### TEXT BLOCK:
━━━━━━━━━━━━━━━━━━━━

There are two comorbidities in NS that are relevant for periprocedural care, particularly for surgical interventions: chylothorax and bleeding diatheses.

The development of the lymphovascular system appears to be frequently perturbed in NS. During fetal life, this manifests as increased nuchal translucency or cystic hygroma. Those features generally resolve later during fetal life but are believed to underlie the pterygium colli (webbed neck) that is frequently observed as a feature of NS. Moreover, 5–10% of patients with NS will develop lymphatic defects, most frequently peripheral lymphedema, in adolescence or young adulthood. As with other genetic disorders for which perturbed lymphovascular defects are observed such as Down syndrome, open-heart surgery unmasks these abnormalities, resulting in postoperative chylothoraces. In patients with NS undergoing cardiac surgery, the reported prevalence of chylothorax is 10% (Hemmati et al., 2019)n-this comorbidity, however, does not seem to negatively prolong postoperative length of stay in NS patient series, as mentioned above. Chylous pericardial effusions, although considerably rarer, have also been described. Recently, a study of lymphatic imaging in patients with NS, nearly all with CHD and chylothorax, showed that thoracic duct abnormalities, retrograde intercostal flow, and pulmonary lymphatic perfusion were highly prevalent (Biko et al., 2019). Thus, it is unlikely that the postoperative chylothorax observed in patients with NS results from direct surgical injury to the thoracic duct in nearly all instances. Management of NS-associated postoperative chylothorax is, at present, not different from when it arises in other patients. However, there is an emerging role for catheter-based interventions depending on the results of lymphangiography (Savla, Itkin, Rossano, & Dori, 2017). As discussed below, medical therapy may also become possible for some of these patients.

━━━━━━━━━━━━━━━━━━━━

### RECORD SET:

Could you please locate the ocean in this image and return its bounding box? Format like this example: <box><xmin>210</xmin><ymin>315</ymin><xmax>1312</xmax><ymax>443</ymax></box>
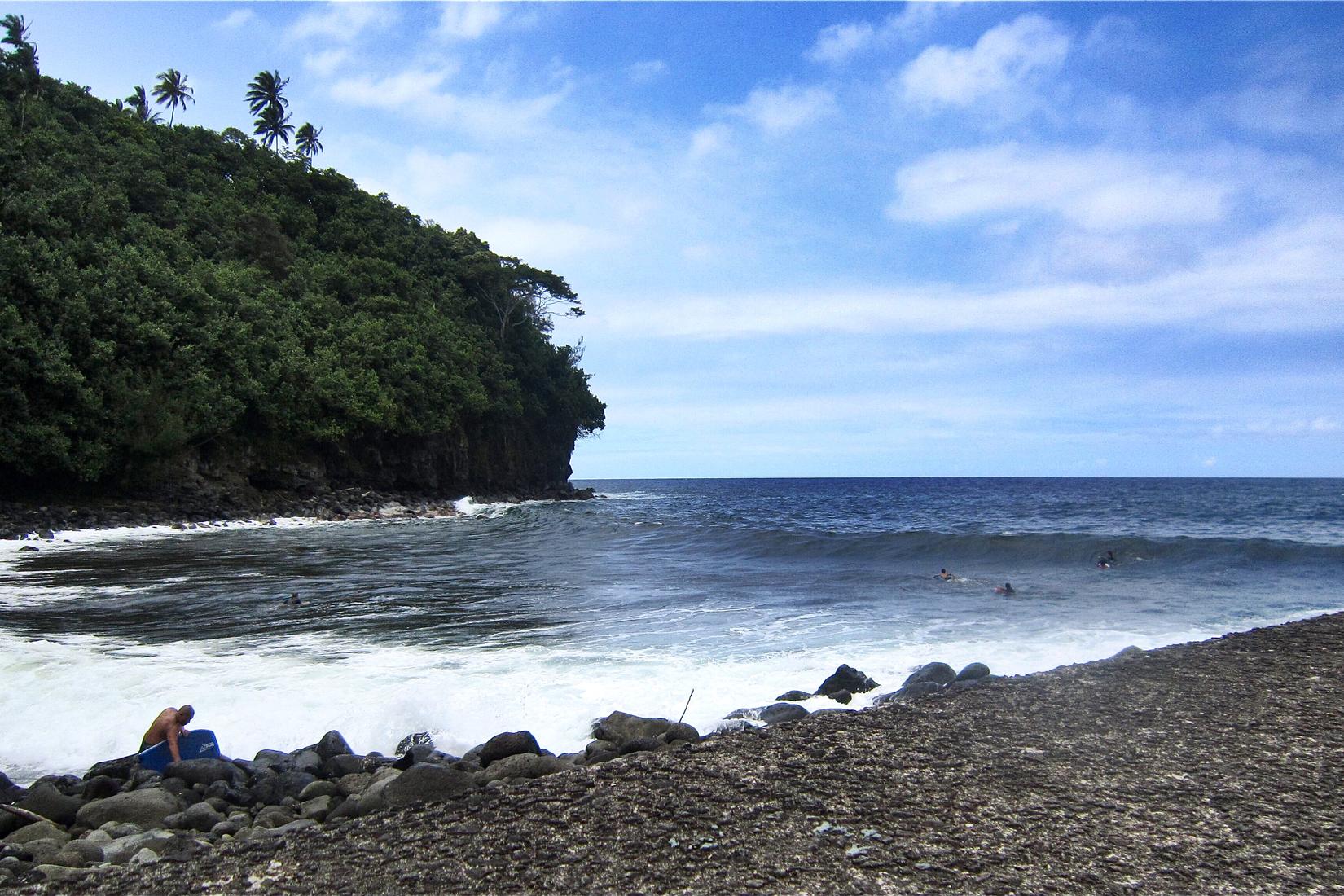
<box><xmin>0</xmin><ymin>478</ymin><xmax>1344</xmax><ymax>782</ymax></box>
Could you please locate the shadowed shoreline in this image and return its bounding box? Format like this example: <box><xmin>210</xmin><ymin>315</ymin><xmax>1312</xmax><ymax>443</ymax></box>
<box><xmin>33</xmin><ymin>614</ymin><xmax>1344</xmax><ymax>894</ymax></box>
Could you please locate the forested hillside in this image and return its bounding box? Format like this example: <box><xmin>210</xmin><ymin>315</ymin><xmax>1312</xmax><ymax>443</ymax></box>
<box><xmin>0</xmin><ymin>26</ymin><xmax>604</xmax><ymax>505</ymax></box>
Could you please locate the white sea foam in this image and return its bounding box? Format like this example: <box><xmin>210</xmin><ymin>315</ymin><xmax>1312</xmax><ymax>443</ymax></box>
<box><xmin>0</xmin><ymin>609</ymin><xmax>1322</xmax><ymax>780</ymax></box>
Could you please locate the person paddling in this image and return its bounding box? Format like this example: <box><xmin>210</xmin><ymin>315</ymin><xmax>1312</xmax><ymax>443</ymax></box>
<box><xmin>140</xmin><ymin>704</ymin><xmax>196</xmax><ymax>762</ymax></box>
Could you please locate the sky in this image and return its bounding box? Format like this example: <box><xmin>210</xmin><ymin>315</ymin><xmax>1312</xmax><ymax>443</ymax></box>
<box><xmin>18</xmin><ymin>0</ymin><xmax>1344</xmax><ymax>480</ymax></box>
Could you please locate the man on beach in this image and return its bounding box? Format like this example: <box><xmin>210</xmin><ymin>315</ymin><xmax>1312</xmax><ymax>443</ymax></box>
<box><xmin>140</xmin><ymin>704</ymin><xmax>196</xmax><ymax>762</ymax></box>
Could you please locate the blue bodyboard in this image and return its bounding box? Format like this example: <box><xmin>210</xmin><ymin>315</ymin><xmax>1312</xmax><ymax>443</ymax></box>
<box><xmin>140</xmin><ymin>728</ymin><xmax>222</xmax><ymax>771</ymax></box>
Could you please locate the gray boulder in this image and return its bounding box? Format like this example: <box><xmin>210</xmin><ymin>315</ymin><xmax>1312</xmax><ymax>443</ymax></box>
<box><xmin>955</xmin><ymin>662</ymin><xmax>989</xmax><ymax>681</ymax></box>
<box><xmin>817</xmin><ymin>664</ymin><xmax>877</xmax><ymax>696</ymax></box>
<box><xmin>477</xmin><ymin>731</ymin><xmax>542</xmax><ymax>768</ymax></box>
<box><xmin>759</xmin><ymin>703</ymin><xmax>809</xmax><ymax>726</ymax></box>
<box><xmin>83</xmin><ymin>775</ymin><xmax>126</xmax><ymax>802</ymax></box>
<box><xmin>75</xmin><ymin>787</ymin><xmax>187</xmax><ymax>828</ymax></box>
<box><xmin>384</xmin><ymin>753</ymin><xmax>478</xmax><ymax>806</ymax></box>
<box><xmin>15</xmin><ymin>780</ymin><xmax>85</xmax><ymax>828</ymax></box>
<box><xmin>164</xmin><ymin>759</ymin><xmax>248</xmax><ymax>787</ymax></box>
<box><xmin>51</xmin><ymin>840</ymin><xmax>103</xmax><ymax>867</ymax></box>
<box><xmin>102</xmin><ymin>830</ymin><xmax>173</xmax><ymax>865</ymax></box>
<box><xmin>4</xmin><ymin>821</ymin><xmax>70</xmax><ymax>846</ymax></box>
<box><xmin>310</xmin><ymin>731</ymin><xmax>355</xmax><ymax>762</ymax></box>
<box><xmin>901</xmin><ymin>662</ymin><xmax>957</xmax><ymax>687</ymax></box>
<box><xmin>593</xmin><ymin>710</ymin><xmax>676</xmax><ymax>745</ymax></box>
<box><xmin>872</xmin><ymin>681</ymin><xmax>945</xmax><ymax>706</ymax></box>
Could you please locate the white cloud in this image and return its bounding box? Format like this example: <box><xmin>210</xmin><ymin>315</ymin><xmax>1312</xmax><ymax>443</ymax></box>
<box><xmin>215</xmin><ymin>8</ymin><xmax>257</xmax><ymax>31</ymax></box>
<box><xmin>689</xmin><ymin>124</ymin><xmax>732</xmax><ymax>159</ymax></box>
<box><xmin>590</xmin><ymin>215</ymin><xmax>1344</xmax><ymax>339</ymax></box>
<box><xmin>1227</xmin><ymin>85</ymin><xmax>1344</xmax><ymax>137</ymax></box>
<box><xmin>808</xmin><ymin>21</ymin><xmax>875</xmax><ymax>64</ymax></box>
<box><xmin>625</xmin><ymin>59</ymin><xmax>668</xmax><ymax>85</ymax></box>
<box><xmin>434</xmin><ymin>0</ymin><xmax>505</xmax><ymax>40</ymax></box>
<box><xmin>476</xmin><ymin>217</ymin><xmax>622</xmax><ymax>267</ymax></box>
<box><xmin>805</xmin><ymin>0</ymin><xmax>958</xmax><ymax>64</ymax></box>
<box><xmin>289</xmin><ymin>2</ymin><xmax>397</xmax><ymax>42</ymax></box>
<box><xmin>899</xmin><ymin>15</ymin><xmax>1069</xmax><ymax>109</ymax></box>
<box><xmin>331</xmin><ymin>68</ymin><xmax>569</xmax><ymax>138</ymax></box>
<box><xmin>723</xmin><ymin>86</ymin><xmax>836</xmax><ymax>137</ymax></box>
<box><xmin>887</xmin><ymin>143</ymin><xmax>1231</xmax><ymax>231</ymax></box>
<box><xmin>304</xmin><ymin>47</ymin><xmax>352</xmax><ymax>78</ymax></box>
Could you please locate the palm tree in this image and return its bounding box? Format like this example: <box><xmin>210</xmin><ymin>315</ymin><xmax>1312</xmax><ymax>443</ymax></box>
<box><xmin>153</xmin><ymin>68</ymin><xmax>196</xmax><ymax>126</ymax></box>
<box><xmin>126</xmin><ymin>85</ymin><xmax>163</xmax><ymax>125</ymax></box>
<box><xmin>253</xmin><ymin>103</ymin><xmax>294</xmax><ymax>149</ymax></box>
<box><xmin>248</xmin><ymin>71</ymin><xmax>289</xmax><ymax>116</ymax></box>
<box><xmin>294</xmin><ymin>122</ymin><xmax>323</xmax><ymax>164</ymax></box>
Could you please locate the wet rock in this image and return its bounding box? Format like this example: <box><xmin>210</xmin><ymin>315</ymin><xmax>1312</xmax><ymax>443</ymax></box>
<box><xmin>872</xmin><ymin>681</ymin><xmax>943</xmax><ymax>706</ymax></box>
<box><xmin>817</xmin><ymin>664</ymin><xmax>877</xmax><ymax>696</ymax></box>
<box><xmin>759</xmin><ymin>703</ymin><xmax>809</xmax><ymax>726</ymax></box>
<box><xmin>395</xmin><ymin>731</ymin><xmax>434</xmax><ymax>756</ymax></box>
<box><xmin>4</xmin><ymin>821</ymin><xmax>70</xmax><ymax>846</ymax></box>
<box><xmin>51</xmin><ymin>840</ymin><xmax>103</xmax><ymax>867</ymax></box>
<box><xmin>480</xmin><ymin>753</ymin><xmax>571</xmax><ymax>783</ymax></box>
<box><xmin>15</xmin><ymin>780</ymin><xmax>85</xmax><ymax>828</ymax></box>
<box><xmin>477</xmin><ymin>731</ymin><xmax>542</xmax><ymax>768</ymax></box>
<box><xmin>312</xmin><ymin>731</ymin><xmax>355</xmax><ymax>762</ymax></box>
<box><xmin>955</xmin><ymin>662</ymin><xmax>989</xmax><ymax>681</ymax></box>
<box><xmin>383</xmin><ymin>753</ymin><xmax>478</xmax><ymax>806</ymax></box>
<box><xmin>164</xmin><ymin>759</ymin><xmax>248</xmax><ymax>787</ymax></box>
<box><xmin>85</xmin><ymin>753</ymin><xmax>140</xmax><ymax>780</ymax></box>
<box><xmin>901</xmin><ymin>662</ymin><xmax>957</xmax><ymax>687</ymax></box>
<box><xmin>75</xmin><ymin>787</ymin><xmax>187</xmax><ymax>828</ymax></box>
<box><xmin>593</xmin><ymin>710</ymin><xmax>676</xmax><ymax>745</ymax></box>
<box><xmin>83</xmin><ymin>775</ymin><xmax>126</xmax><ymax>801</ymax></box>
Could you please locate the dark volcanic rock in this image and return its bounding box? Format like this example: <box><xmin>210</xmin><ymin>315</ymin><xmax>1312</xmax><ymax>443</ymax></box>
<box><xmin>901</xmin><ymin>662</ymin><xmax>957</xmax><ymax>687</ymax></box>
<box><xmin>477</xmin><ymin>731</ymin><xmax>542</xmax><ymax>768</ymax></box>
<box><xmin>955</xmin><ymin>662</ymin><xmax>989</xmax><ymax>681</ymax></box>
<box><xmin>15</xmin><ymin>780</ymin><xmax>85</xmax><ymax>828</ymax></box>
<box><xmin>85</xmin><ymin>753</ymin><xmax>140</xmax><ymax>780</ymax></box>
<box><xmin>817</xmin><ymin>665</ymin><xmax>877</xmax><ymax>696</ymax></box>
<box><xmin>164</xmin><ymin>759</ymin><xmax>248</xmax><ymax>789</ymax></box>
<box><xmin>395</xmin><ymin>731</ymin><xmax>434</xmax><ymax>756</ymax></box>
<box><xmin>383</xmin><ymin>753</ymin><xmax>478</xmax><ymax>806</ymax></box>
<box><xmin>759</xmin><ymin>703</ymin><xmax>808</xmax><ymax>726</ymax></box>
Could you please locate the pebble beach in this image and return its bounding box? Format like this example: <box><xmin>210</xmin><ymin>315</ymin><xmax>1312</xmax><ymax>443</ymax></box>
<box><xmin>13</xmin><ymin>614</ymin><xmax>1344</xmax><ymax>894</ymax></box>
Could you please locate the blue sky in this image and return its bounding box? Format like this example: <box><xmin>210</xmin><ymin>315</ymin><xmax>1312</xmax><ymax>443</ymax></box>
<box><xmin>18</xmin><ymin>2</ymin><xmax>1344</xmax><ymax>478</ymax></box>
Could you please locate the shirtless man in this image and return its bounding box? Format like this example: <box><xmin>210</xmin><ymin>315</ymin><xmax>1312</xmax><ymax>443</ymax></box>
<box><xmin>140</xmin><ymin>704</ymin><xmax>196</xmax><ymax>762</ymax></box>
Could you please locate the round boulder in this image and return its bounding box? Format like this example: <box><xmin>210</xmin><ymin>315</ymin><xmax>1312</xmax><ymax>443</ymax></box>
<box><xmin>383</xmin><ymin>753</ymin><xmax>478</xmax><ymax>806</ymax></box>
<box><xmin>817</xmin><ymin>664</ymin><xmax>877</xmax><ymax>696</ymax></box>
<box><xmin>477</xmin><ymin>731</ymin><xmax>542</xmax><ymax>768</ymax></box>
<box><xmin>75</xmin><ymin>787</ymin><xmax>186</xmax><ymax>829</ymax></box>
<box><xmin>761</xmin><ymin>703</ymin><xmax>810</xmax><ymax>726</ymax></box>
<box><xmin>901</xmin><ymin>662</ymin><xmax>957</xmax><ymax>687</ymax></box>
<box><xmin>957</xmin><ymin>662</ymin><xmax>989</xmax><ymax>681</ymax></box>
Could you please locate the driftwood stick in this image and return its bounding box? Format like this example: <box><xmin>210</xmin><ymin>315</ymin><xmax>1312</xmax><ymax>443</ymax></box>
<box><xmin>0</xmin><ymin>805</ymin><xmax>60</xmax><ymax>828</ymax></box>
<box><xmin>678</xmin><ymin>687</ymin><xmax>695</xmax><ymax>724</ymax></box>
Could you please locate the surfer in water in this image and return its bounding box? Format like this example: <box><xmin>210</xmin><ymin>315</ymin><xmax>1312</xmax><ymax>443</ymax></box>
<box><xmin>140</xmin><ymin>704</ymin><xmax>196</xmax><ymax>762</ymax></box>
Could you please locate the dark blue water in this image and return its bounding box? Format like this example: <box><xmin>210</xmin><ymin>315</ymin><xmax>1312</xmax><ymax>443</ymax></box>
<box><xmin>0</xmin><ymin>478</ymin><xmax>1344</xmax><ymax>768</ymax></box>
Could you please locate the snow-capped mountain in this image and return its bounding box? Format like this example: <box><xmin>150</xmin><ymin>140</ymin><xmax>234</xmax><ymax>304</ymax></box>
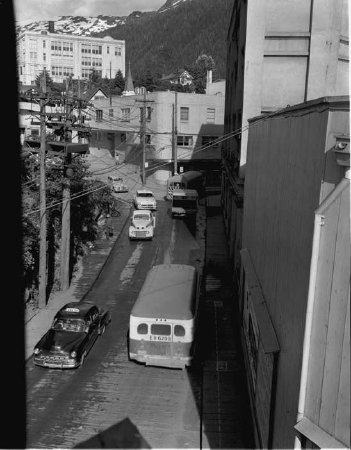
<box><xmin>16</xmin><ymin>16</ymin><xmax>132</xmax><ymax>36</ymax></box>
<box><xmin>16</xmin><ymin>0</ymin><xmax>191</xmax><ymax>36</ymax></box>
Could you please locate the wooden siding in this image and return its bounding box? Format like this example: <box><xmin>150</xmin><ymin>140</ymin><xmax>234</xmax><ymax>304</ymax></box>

━━━━━━━━━━━━━━━━━━━━

### TASK PROMPT:
Summarize the text on chylothorax in NS in two sentences.

### PROBLEM SOLUTION:
In NS, development of the lymphovascular system is often perturbed: before birth it shows as increased nuchal translucency or cystic hygroma, which is believed to underlie webbed neck, and 5–10% of patients develop lymphatic defects in adolescence or young adulthood. Open-heart surgery unmasks these abnormalities, with chylothorax reported in 10% of NS patients after cardiac surgery, and lymphatic imaging makes it unlikely that direct surgical injury to the thoracic duct causes it in nearly all instances; management currently does not differ from that in other patients, though catheter-based interventions have an emerging role.